__WORK TO BE COMPLETED__. Pick up the news report on the Israel–Hamas fighting in Gaza after its last sentence and carry it forward.

__PAGE EXTRACT__.
━━━━━━━━━━━━━━━━
Israel bombarded Gaza with more air strikes on Monday as its soldiers fought Hamas militants on the ground in raids within the besieged Palestinian enclave. Gaza's health ministry said 436 people had been killed by Israeli aerial attacks in the past 24 hours, most of them in the south of the narrow, densely populated Gaza Strip.
In signs that the conflict was spreading, Israeli aircraft also struck southern Lebanon overnight and Israeli troops fought Palestinians in the occupied West Bank, residents said.
The United Nations said desperate civilians were running out of food, water and places to shelter from the unrelenting aerial pounding that has flattened swathes of the Hamas-ruled enclave.
Some aid was trickling over one border crossing into Gaza - but only a fraction of the amount needed.
At least 5,087 Palestinians have been killed in two weeks of Israeli strikes, including 2,055 children, the enclave's health ministry said in an update.
The Israeli bombardment was triggered by an October 7 cross-border assault on Israeli communities by Hamas militants who killed 1,400 people and took more than 200 hostage.
Both Israel and Hamas reported overnight clashes in Gaza. Israel said ground forces mounted limited raids to fight Palestinian gunmen and that air strikes focused on sites where Hamas was assembling to ambush any wider Israeli invasion.
"During the night there were raids by tank and infantry forces. These raids are raids that kill squads of terrorists who are preparing for our next stage in the war. These are raids that go deep," chief military spokesperson Rear Admiral Daniel Hagari said in a briefing.
The raids also tried to gather information on the 222 hostages being held by the Islamist Hamas, he said.
━━━━━━━━━━━━━━━━
Stored records:
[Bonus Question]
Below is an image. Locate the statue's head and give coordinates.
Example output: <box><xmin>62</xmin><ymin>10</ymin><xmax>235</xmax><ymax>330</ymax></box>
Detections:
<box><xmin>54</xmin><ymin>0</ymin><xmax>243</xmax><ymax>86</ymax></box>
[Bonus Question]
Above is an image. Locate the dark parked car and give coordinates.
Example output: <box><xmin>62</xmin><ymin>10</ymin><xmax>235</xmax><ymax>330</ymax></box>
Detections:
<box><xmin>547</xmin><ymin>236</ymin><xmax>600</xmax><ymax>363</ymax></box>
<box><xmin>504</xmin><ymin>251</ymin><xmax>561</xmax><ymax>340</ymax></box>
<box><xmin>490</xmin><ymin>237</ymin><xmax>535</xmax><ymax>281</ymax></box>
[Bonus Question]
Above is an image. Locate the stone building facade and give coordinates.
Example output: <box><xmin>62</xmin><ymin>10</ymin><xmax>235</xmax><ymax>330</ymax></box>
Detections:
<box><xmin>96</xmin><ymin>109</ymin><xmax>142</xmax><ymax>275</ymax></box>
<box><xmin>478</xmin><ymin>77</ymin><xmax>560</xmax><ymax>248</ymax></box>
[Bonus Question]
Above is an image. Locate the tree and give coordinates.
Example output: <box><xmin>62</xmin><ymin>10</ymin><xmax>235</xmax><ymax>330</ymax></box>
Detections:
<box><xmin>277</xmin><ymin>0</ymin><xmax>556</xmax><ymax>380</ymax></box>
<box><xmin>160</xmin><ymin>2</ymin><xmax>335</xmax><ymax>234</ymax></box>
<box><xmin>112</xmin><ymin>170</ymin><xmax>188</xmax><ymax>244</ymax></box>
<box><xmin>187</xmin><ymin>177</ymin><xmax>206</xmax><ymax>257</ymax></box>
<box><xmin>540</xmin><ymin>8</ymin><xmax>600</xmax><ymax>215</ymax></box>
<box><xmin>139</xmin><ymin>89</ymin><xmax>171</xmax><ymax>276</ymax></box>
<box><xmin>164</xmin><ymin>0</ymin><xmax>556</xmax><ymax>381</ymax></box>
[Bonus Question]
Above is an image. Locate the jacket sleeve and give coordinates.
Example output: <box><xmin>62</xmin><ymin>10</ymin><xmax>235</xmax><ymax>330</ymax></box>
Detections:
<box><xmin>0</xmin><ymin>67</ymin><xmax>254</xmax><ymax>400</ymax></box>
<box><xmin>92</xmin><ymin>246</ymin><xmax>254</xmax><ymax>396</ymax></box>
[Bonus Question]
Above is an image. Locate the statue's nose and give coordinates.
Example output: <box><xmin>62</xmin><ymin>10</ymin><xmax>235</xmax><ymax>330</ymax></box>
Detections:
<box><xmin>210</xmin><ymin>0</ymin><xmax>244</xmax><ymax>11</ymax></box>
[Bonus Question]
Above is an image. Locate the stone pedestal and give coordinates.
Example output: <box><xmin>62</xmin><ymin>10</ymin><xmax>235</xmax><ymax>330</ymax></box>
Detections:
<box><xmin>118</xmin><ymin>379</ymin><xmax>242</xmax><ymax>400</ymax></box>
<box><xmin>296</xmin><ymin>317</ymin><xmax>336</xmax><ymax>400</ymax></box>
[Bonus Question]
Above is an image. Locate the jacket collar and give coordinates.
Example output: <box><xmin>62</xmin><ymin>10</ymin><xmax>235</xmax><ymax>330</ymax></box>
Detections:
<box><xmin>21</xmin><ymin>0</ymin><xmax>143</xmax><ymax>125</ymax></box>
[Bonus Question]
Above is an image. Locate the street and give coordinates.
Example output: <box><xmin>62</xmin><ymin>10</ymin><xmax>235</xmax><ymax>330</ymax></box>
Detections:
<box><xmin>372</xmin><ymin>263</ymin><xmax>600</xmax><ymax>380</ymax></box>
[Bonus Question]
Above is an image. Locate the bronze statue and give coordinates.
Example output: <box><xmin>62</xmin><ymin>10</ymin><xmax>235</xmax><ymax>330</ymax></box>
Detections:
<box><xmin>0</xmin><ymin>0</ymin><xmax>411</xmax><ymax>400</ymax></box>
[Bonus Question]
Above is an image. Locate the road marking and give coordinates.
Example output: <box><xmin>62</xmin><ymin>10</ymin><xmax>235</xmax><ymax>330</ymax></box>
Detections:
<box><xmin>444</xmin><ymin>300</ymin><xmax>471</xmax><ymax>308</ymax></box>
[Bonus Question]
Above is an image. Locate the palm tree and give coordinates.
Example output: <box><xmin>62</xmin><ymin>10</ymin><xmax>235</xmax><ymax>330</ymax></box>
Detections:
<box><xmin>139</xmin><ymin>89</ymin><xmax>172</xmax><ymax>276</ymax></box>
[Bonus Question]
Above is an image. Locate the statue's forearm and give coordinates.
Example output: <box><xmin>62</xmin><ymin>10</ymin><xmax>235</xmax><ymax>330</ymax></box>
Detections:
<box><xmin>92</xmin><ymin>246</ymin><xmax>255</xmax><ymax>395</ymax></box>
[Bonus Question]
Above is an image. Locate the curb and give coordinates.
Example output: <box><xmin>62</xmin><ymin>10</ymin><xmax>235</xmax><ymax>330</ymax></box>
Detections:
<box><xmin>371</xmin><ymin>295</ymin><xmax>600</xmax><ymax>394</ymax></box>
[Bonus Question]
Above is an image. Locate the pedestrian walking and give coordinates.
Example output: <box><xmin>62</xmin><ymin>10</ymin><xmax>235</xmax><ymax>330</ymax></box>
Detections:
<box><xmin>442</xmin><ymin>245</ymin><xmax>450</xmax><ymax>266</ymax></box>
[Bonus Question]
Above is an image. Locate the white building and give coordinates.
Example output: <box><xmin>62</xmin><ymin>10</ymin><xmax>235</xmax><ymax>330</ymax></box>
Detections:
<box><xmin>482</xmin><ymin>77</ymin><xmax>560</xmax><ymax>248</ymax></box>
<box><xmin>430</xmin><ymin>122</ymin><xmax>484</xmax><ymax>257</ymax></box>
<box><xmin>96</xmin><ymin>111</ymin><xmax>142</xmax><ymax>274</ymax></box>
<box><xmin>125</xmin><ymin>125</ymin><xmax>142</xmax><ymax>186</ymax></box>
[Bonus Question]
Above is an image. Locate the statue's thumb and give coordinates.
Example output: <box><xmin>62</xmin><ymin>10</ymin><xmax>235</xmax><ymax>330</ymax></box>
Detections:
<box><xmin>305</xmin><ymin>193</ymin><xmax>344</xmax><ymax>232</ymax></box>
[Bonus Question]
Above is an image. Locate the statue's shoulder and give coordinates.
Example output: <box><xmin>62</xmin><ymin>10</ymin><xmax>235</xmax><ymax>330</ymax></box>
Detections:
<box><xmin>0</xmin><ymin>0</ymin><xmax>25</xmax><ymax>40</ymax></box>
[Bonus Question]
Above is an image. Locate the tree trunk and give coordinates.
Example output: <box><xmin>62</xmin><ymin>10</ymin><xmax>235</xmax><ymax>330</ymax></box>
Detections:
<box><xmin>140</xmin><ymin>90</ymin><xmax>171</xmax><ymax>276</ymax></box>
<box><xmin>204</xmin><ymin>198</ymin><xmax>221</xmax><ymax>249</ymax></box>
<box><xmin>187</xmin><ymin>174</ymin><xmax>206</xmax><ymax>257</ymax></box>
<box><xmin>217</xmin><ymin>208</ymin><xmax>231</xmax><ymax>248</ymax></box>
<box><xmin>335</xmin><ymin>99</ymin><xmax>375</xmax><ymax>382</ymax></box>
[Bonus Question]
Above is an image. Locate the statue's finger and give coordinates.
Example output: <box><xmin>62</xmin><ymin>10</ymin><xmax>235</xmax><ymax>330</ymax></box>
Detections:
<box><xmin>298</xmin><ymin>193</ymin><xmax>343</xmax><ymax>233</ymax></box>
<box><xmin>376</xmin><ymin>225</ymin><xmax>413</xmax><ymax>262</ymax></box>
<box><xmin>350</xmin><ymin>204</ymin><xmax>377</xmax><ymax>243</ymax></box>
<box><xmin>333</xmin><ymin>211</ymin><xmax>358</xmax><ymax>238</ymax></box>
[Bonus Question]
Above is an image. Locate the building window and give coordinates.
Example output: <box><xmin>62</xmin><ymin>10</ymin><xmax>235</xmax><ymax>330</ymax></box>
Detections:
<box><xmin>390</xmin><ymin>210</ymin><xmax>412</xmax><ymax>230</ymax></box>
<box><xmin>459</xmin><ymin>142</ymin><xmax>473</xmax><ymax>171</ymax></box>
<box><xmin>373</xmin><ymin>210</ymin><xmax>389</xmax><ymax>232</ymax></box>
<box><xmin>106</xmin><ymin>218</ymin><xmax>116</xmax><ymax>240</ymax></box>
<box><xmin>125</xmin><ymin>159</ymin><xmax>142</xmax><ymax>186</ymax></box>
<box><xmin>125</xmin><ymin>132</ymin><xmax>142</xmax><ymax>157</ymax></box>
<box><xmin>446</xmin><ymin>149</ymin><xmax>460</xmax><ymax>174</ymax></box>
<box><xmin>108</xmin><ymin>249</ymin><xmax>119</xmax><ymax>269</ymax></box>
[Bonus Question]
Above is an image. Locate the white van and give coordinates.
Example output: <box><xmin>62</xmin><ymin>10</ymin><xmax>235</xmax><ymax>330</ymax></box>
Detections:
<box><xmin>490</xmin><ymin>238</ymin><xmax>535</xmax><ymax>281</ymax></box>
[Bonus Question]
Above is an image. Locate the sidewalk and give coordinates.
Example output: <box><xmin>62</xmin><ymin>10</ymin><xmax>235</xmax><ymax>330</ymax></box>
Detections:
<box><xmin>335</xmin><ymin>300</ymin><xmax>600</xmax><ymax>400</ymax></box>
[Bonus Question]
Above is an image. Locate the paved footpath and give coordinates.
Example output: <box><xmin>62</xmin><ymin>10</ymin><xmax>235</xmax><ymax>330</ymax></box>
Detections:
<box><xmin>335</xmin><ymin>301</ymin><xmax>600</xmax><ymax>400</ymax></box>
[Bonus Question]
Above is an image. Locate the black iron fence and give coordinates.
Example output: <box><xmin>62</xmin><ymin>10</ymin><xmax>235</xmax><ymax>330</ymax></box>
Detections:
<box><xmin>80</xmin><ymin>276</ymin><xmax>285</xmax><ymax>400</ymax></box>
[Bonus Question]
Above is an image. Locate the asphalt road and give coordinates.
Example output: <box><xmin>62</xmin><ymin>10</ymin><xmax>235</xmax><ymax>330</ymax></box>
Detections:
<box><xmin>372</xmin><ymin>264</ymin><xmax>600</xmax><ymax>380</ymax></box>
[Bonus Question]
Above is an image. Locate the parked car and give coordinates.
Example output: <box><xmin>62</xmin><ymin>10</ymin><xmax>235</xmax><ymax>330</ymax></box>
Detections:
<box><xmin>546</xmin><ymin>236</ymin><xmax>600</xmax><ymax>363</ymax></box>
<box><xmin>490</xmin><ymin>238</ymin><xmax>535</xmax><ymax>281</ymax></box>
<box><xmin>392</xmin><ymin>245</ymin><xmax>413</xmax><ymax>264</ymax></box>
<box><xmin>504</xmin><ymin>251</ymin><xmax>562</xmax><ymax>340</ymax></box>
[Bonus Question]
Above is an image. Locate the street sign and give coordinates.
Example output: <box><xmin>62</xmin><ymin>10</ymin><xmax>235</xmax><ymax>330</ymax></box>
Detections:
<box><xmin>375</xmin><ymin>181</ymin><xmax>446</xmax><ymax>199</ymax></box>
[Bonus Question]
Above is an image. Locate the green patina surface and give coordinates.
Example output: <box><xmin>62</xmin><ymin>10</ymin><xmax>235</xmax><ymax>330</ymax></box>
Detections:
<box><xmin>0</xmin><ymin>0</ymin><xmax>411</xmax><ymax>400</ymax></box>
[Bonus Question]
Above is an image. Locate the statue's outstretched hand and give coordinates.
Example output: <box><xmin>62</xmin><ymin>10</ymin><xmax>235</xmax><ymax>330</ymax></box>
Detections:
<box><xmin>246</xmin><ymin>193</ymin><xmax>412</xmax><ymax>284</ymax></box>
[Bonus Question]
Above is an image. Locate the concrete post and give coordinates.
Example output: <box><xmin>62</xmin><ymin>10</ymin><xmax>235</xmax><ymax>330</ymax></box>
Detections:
━━━━━━━━━━━━━━━━
__FINAL ANSWER__.
Gaza's Hamas-run interior ministry said that at least 18 Palestinians were killed and dozens injured in an Israeli air strike that hit homes in the Al-Saudi and Janina neighbourhoods of Rafah, close to Gaza's southern border with Egypt.
Hamas's armed wing, the Izz el-Deen al-Qassam Brigades, said its fighters engaged with an Israeli force that infiltrated Gaza and they destroyed some Israeli military equipment.
The group said the infiltration by what it described as an armoured force took place east of Khan Younis in southern Gaza.
"Fighters engaged with the infiltrating force, destroying two bulldozers and a tank and forced the force to withdraw, before they returned safely to base," a statement said. There was no Israeli comment about the destruction of equipment. The Al-Qassam Brigades also said on Monday they were firing missiles at the southern Israeli towns of Ashkelon and Mavki'im. Warning sirens blared out on the Israeli side.
Ground assault awaited
Earlier on Monday, the Israeli military said it had struck more than 320 targets in Gaza in the past 24 hours, including a tunnel housing Hamas fighters, dozens of command and lookout posts, and mortar and anti-tank missile launcher positions. Israeli troops and tanks are now massed on the Israeli-Gaza border but how soon they might launch a ground invasion aimed at eliminating Hamas was not clear.
The Middle East's most powerful military faces a group that has built up a large arsenal with Iran's help, fighting in a crowded urban setting and using a vast tunnel network.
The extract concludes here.